Point-per-instance localization data

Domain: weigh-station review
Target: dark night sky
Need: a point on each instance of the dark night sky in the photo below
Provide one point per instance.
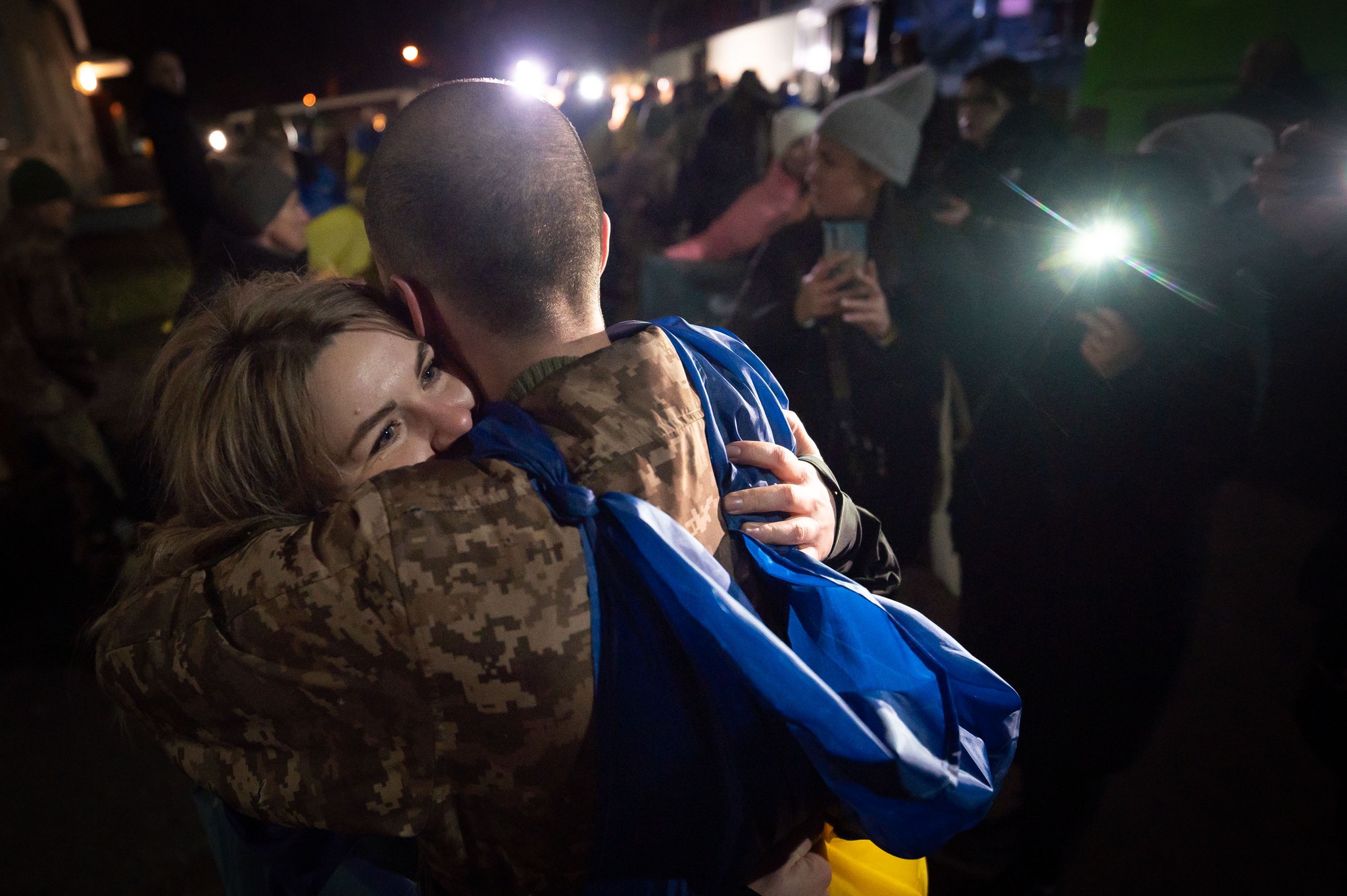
(240, 53)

▸ **Activity**:
Only lines holding the word "dark" belong in the answer; copy all of them from the records.

▸ **Response to the exercise**:
Target: dark night sky
Need: a point on each instance of the dark night sky in the photo below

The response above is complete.